Update the data below by changing each "instance" to "occurrence". Every other line and character must remain as it is.

SUPPLIED DATA:
-- begin --

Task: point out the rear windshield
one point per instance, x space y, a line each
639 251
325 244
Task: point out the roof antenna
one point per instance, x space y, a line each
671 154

-- end --

REPLY TO THE EXERCISE:
Task: point out the rear windshield
one point per occurrence, x space y, a line each
639 251
325 244
Task: point out the roof antenna
one point per occurrence, x space y, a line each
671 154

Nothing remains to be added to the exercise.